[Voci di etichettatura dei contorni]
* * * *

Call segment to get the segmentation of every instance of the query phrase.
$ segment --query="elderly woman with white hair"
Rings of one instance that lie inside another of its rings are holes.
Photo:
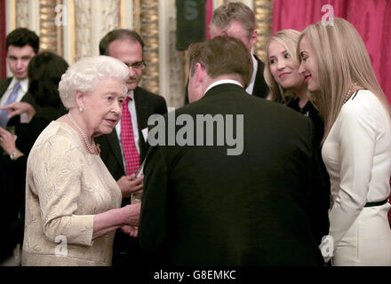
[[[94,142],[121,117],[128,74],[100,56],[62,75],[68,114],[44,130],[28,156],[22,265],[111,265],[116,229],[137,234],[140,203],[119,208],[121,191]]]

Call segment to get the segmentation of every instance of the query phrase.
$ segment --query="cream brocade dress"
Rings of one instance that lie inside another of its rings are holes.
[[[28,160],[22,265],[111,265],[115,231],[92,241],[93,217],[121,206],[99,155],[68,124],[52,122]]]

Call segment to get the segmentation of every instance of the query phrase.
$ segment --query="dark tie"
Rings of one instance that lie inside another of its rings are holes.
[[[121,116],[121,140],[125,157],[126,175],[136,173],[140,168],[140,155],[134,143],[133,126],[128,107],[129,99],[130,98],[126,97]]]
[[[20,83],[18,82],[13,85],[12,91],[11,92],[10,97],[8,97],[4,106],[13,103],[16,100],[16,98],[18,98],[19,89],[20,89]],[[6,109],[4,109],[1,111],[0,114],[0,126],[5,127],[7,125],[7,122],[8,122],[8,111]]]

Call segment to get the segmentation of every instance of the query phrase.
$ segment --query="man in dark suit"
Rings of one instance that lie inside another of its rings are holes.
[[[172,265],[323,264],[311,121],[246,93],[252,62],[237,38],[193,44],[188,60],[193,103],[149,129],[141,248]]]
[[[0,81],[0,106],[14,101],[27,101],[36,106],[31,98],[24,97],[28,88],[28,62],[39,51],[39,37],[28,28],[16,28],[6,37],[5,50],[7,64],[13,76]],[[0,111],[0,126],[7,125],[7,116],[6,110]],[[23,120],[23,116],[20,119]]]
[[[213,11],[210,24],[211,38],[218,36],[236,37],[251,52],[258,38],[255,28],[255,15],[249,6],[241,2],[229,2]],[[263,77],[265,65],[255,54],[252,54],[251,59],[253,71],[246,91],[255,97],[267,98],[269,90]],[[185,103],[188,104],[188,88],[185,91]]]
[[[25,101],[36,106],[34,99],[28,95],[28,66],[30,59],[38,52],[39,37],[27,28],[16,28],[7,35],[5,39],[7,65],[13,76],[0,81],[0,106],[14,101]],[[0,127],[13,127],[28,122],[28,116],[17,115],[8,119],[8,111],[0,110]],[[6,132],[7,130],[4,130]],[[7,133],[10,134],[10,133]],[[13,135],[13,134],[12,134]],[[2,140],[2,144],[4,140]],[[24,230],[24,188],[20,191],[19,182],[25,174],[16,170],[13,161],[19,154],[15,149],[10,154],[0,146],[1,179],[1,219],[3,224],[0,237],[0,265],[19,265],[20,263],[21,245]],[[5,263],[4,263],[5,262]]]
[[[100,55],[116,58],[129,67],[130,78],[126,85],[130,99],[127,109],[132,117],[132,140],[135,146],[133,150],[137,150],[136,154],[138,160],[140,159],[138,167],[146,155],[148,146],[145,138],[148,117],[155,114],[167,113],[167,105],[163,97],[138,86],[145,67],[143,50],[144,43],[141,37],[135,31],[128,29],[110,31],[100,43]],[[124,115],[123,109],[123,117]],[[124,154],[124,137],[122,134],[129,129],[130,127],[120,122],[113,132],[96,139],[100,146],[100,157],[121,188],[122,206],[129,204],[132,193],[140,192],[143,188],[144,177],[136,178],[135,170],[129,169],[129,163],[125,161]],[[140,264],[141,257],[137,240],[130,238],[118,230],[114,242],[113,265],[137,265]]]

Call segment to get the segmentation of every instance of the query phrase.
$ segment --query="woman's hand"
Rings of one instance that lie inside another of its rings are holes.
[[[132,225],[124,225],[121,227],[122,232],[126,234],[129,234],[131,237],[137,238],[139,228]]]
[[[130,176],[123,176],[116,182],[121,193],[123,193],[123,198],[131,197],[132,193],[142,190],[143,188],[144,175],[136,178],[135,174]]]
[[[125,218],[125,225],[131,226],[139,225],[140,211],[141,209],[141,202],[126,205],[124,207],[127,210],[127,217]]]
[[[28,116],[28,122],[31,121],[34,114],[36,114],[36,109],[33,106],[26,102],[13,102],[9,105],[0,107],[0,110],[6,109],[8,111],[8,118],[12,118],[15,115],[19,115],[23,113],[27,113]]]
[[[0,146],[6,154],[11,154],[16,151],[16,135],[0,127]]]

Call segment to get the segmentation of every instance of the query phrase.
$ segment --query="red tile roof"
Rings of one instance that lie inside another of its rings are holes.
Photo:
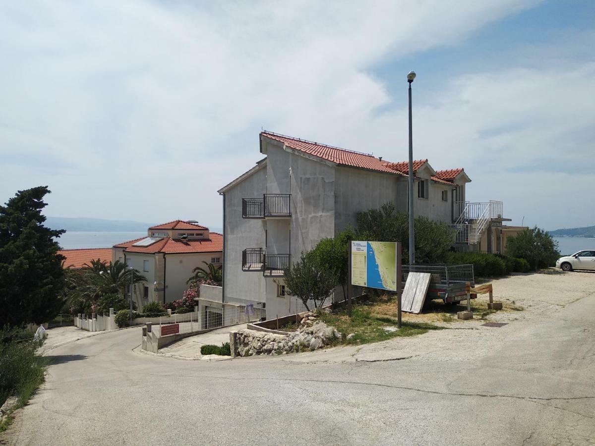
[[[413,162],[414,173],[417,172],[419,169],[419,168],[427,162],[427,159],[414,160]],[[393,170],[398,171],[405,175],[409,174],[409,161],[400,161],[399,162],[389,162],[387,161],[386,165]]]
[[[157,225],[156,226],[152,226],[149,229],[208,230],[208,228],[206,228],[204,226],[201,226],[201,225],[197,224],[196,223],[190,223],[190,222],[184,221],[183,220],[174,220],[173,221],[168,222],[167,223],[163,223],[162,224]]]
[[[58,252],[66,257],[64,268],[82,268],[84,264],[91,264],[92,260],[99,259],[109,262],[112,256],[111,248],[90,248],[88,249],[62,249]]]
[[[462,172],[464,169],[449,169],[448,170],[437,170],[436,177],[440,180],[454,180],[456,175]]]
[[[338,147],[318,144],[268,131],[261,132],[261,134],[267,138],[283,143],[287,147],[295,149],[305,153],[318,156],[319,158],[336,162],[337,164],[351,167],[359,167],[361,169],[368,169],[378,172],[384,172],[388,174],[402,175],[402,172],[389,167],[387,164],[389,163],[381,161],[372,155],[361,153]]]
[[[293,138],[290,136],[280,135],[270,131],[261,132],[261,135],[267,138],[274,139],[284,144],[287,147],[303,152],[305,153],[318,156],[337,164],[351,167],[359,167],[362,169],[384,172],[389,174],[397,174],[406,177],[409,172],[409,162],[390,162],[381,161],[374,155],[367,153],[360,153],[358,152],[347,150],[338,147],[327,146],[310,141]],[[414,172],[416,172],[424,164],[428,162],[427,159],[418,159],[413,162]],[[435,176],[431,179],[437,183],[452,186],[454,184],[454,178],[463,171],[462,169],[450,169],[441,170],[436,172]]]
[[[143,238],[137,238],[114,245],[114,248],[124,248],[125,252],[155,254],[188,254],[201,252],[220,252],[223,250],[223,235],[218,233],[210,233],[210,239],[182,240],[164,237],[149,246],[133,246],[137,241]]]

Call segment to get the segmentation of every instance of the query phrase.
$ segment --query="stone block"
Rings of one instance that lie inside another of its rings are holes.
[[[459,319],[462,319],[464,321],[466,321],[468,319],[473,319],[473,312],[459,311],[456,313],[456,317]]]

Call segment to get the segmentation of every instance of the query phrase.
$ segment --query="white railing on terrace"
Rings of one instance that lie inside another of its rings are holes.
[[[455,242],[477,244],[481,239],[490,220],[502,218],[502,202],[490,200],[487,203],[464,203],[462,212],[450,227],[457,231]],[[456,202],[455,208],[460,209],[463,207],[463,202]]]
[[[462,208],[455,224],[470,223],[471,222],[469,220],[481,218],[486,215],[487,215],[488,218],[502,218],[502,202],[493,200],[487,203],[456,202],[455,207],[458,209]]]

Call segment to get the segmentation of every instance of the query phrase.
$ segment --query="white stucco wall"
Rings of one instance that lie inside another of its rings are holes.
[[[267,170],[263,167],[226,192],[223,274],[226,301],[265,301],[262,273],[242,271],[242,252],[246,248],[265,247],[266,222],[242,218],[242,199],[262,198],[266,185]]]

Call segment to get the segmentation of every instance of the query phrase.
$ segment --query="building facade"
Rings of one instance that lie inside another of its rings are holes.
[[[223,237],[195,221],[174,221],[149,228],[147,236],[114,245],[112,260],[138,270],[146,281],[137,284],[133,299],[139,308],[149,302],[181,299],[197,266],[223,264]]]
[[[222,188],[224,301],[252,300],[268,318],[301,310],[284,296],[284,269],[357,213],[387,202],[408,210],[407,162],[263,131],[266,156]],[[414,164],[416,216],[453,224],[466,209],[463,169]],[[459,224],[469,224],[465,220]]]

* * * *

Dettagli del compito: Riporta ogni riga dell'elenco in cui compare la parola "woman".

Problema risolto:
$ segment --query="elderly woman with white hair"
$ segment --query="woman's hand"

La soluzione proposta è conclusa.